:: Task item ::
Judge each statement against the passage on Mecca and the Hajj, answering yes or no and quoting the words of the passage that decide it. (a) Melons were plentiful on the first of Taurus. (b) It is customary to deliver the sermon at Mina. (c) The pilgrimage completed on the ninth of Dhu al-Hijja 442 was the writer's third.

Text block section start

The climate of Mecca is extremely hot. I saw fresh cucumbers and eggplants at the end of the month of Aquarius. This was the fourth time I had been to Mecca.
From . . . [19 November 1050] until . . . [5 May 1051] I was a mojawer in Mecca. On the fifteenth of Aries the grapes were ripe and were brought to town from the villages to be sold in the market. On the first of Taurus melons were plentiful. All kinds of fruit are available in winter, and [the markets] are never empty.
THE HAJJ On the ninth of Dhu al-Hijja 442 [24 April 1051], with God’s help, I completed my fourth pilgrimage. After the sun had set and the pilgrims and preacher had left Arafat, everyone traveled one parasang to Mashʿar al-Haram [Sacred Shrine], which is called Muzdalifa. Here a nice structure like a maqsura17 has been built for people to pray in. The stones that are cast in Mina are gathered up here. It is customary to spend the holiday eve in this spot and then to proceed to Mina early the next morning after the dawn prayer for making the sacrifice. A large mosque called Khayif is there, although it is not customary to deliver the sermon or to perform the holiday prayer at Mina, as the Prophet did not establish a precedent.
The tenth day is spent at Mina, and stones are cast, which practice is explained as a supererogatory act connected with the Pilgrimage.

Text block section end
Listed records section start

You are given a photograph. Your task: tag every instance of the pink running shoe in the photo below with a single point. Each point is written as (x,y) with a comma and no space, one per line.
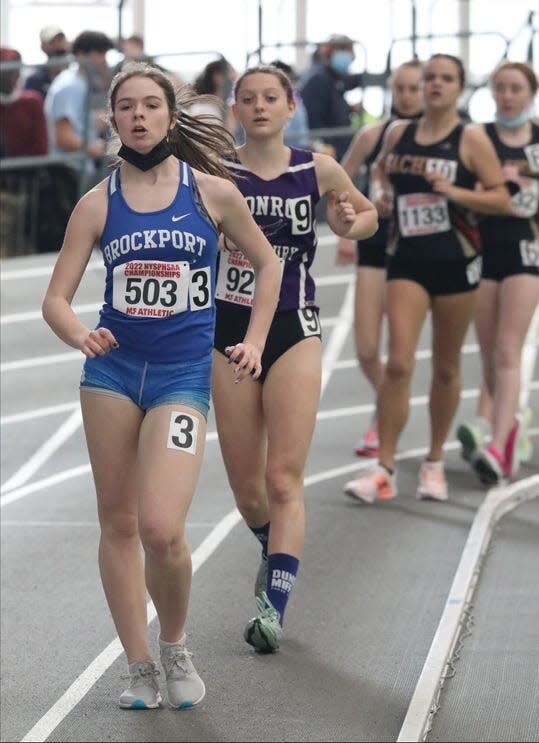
(489,463)
(369,446)
(432,482)
(512,461)
(372,484)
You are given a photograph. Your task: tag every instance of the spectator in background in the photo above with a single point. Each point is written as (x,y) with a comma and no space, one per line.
(75,125)
(55,45)
(133,50)
(66,103)
(23,130)
(215,79)
(323,86)
(296,132)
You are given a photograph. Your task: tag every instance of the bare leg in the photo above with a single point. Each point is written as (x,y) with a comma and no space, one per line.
(407,307)
(518,300)
(451,316)
(291,397)
(120,553)
(168,477)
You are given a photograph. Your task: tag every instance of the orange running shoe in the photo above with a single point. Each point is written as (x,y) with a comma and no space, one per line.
(372,484)
(369,446)
(432,482)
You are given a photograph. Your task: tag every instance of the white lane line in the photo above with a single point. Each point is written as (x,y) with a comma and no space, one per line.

Listed records section end

:: Response ::
(a) Yes: "On the first of Taurus melons were plentiful."
(b) No: "it is not customary to deliver the sermon or to perform the holiday prayer at Mina"
(c) No: "I completed my fourth pilgrimage."